▶ **Extracted data**
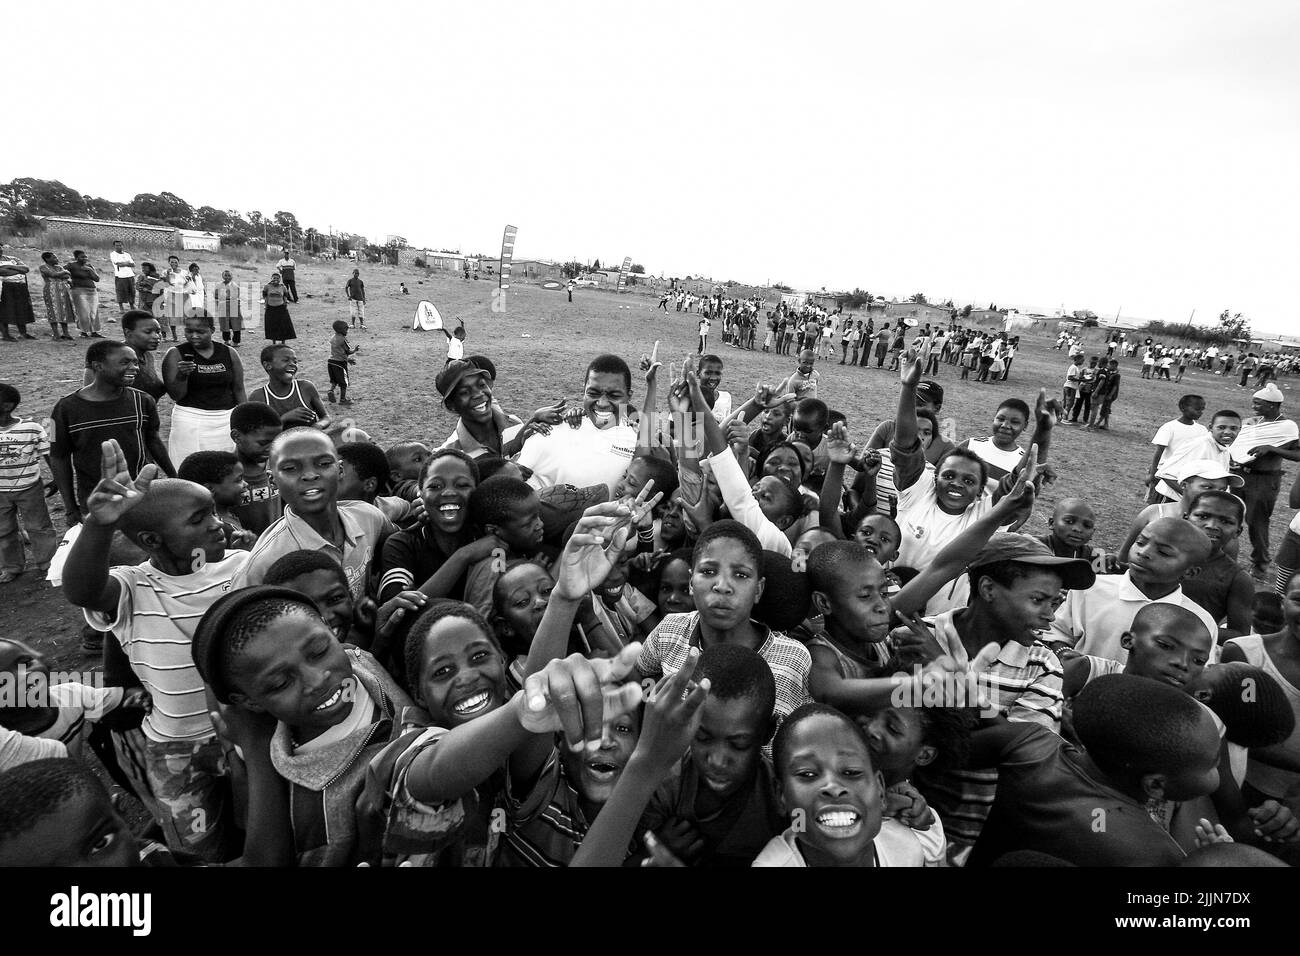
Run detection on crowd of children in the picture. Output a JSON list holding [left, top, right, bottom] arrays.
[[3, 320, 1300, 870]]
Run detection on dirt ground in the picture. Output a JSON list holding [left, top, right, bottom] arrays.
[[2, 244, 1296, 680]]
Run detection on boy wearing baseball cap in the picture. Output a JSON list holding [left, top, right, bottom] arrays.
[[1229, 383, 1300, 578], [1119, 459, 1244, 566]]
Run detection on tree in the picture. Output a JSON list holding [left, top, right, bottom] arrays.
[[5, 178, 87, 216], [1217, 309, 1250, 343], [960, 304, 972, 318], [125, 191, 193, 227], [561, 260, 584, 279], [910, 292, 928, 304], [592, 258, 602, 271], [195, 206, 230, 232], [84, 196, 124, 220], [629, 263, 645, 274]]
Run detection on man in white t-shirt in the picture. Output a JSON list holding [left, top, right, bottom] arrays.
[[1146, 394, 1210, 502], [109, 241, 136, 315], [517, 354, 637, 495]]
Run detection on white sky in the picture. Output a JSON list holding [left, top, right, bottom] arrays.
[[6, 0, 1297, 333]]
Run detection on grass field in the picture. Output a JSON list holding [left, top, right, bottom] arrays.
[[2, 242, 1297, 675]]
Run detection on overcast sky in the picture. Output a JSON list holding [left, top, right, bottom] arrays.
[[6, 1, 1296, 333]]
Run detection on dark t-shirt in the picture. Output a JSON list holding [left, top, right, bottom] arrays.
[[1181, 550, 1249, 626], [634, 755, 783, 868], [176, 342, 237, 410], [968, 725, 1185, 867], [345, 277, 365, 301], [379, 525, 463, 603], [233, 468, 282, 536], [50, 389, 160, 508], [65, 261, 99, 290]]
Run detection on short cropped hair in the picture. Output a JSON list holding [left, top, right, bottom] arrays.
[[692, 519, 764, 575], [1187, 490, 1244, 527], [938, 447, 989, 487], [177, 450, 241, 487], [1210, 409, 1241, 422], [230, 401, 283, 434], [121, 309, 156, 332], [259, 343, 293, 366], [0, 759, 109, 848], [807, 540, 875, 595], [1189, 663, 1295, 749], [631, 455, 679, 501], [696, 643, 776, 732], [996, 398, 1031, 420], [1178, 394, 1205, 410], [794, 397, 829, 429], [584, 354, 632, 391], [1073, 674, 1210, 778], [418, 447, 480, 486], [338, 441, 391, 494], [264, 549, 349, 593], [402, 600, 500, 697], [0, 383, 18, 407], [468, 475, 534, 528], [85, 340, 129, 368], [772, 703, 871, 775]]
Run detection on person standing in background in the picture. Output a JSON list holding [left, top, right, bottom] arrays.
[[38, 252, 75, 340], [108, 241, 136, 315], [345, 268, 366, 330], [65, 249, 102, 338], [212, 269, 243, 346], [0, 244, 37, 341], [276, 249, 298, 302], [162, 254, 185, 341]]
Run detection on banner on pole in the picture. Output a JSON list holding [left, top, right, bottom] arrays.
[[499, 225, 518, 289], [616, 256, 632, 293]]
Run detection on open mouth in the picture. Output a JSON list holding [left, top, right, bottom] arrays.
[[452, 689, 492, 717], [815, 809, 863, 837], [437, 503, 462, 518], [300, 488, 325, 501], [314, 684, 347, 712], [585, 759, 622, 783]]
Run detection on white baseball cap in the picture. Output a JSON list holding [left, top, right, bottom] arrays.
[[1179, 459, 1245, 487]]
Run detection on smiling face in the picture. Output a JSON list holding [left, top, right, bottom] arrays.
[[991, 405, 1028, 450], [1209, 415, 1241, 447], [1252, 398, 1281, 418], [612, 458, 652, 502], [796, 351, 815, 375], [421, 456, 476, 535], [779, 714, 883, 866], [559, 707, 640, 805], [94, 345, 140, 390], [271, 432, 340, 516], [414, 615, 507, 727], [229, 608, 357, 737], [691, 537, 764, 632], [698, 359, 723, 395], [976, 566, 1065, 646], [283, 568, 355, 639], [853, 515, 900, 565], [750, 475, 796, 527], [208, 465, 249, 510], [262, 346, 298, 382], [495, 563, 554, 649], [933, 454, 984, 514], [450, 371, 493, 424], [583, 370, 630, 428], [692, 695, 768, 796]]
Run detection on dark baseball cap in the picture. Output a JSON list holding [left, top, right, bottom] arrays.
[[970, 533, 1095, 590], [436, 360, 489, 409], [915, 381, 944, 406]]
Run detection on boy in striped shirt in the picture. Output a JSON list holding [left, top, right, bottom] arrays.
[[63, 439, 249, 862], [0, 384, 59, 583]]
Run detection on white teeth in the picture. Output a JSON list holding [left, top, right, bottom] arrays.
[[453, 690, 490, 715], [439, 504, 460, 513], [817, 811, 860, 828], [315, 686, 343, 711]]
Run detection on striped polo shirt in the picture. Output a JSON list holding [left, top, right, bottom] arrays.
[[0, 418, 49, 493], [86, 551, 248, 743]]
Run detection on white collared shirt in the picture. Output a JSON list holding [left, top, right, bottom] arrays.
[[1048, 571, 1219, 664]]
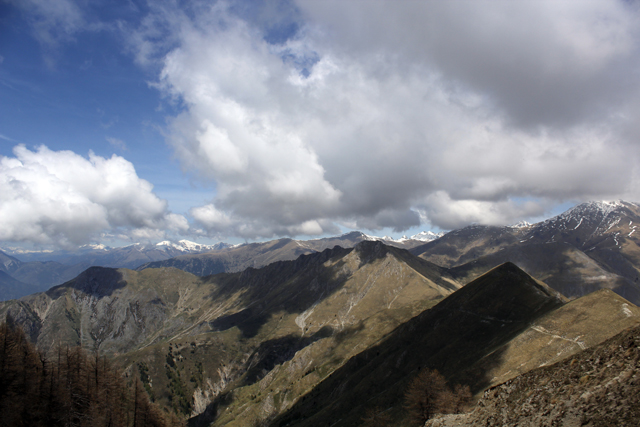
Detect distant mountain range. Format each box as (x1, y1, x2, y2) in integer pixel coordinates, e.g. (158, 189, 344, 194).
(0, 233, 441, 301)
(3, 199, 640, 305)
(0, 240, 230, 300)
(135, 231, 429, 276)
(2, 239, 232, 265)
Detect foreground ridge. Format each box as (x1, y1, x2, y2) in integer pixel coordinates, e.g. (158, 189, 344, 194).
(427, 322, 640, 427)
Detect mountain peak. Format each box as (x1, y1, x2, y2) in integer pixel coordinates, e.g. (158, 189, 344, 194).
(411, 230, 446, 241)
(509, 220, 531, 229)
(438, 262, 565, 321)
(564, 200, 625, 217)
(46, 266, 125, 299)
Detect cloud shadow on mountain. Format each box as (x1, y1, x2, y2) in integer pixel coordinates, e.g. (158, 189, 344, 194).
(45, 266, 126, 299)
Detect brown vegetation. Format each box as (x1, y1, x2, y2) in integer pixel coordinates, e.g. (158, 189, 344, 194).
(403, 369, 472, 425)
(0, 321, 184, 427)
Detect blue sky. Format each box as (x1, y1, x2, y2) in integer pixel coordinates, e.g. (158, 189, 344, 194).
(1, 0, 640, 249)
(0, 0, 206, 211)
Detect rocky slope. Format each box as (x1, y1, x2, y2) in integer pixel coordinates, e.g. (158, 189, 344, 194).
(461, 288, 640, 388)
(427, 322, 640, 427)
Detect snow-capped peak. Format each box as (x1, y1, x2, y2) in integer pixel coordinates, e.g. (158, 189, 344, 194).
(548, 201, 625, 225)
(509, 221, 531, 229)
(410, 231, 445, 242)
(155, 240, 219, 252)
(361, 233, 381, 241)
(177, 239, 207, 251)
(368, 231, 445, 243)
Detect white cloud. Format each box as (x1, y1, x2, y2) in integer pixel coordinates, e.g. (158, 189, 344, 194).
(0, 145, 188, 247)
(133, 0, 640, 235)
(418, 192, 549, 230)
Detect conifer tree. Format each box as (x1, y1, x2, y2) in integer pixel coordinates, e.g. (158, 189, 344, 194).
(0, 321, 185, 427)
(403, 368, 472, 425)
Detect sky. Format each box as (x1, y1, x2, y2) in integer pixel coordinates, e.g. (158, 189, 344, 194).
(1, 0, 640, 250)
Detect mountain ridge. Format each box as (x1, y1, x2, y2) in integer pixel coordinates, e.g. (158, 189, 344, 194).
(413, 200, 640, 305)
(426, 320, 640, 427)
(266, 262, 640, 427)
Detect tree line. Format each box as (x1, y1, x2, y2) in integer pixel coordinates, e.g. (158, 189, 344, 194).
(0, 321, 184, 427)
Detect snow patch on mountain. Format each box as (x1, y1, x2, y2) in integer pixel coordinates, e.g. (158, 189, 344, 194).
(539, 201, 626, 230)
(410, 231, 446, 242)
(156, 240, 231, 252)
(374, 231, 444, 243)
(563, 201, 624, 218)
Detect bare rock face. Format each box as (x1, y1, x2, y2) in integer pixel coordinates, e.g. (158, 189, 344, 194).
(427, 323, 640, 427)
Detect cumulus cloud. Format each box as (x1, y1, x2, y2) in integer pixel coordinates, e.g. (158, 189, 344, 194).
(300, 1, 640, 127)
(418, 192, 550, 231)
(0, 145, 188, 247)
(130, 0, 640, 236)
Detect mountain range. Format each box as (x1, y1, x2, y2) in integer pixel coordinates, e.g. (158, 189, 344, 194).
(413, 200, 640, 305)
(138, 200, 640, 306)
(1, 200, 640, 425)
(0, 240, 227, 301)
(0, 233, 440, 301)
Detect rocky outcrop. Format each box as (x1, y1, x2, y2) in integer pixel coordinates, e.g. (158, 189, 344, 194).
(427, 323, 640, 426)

▶ **Problem**
Return, word for word, the line containing "Detect sky. Format" and all lines after it through the last line of the records, and nothing else.

▶ **Response to the task**
Detect sky. Format each box as (x1, y1, x2, y2) in integer pixel coordinates, e.g. (158, 189, 344, 194).
(1, 0, 640, 250)
Detect mountain ridge. Format each box as (x1, y1, x2, y2) in integer pixel coordinates, e.g. (158, 189, 344, 194).
(413, 200, 640, 305)
(426, 320, 640, 427)
(266, 262, 640, 427)
Detect tree line. Format each box as (x1, y1, x2, y2) in integer pixel coordinates, e.g. (158, 189, 344, 194).
(0, 321, 184, 427)
Detect snow patch on mountain. Format each box as (x1, y1, x2, y2) in integer pixel coordinates, e.g. (158, 189, 344, 194).
(539, 201, 626, 230)
(410, 231, 446, 242)
(156, 240, 231, 252)
(374, 231, 444, 243)
(563, 201, 624, 218)
Detect bare rock face. Format each box as (x1, y1, x2, y2) in integer pixel coordinates, e.g. (158, 189, 344, 194).
(427, 323, 640, 427)
Detect cumulus cloud. Format each box as (x1, y1, x2, y2) in integer pixel coordinates, e.g. (158, 189, 344, 194).
(300, 1, 640, 127)
(418, 192, 550, 231)
(0, 145, 188, 247)
(130, 0, 640, 236)
Detect mountain range. Format each box as (x1, y1, x2, y2) in integer pixel coordinates, e.g. (158, 189, 344, 194).
(413, 200, 640, 305)
(138, 200, 640, 306)
(1, 200, 640, 425)
(0, 240, 227, 301)
(0, 233, 440, 301)
Detect rocky outcrop. Format each box as (x1, y1, x2, y2) in integer pixel coordinates, e.g. (158, 189, 344, 194).
(427, 323, 640, 426)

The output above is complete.